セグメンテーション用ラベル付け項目
<<<<
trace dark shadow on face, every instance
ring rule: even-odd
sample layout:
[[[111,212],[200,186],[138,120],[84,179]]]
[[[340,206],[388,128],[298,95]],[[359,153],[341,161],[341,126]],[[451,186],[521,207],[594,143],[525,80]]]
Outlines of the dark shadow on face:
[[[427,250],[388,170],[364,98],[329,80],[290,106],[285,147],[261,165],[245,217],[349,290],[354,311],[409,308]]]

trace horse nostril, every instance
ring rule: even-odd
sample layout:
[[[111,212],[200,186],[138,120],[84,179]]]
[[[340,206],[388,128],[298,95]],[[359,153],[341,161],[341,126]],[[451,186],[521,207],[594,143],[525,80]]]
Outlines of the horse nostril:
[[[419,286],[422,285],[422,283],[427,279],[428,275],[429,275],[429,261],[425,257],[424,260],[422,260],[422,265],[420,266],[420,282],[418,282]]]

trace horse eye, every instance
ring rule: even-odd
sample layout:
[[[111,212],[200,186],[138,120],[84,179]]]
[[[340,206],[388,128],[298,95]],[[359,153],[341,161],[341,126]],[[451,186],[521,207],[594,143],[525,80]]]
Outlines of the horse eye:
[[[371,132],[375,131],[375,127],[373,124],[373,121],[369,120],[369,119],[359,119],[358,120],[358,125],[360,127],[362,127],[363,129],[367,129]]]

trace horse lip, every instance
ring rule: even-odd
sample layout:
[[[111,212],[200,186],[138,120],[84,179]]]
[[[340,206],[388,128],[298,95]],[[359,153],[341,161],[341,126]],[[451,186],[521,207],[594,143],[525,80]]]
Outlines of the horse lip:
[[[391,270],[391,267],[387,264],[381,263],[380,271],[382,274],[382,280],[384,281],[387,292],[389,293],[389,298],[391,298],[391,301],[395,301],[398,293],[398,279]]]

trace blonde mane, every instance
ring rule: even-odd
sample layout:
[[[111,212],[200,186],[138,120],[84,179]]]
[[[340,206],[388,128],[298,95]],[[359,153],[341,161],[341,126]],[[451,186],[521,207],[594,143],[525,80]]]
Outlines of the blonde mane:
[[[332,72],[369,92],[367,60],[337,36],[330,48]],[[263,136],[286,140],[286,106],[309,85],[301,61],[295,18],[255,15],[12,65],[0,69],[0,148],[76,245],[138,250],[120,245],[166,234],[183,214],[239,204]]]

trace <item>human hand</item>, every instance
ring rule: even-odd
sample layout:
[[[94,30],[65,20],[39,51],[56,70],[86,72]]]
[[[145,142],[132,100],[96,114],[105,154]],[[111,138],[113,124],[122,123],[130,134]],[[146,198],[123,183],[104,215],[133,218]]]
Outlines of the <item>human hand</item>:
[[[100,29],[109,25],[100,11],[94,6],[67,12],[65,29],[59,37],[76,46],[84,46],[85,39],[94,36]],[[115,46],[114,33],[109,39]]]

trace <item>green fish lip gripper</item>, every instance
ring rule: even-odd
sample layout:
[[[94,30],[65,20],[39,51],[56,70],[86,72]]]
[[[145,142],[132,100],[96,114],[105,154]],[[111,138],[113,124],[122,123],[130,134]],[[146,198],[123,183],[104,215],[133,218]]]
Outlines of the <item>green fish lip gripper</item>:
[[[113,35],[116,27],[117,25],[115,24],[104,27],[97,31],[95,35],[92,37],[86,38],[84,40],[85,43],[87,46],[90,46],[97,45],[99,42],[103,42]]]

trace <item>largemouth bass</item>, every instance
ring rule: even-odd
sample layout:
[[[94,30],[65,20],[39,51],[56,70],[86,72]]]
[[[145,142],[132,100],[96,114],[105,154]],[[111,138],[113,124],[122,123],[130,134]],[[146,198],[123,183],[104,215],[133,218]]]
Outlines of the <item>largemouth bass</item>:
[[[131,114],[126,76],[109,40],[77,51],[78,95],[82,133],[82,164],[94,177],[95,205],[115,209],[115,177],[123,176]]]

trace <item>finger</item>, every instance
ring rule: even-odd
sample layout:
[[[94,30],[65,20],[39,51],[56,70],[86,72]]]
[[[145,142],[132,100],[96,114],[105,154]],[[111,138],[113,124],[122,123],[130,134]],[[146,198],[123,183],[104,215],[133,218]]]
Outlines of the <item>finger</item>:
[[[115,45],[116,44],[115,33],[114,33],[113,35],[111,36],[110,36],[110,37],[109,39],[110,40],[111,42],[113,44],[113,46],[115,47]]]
>>>>
上記の一覧から、「trace <item>green fish」を含む行に始まり一覧の末尾で終わる部分を、両端の行も含めて一字一句変えずに抜き出してください。

*正答:*
trace <item>green fish lip gripper</item>, every instance
ring rule: even-odd
sample layout:
[[[94,30],[65,20],[39,51],[56,70],[86,72]]]
[[[145,142],[132,100],[96,114],[105,154]],[[111,138],[113,124],[122,123],[130,134]],[[146,198],[123,183],[104,215],[133,218]]]
Outlines of the <item>green fish lip gripper</item>:
[[[113,35],[116,27],[117,25],[115,24],[104,27],[97,31],[95,35],[92,37],[86,38],[84,40],[85,43],[87,46],[90,46],[97,45],[99,42],[103,42]]]

trace <item>largemouth bass</item>, every instance
ring rule: even-odd
sample layout:
[[[94,30],[65,20],[39,51],[56,70],[86,72]]]
[[[145,142],[132,100],[96,114],[105,154]],[[111,138],[113,124],[122,123],[130,134]],[[146,198],[123,183],[104,215],[133,218]]]
Outlines of the <item>largemouth bass</item>:
[[[131,114],[126,76],[109,40],[77,51],[78,95],[82,133],[82,164],[94,177],[95,205],[115,209],[115,177],[123,176]]]

trace <item>finger</item>, every instance
ring rule: even-odd
sample layout:
[[[94,30],[65,20],[39,51],[56,70],[86,72]]]
[[[145,142],[132,100],[96,114],[105,154]],[[111,138],[113,124],[122,123],[130,134]],[[146,198],[123,183],[104,215],[133,218]]]
Outlines of the <item>finger</item>:
[[[115,45],[116,44],[115,33],[114,33],[113,35],[111,36],[110,36],[110,37],[109,39],[110,40],[111,42],[113,44],[113,46],[115,47]]]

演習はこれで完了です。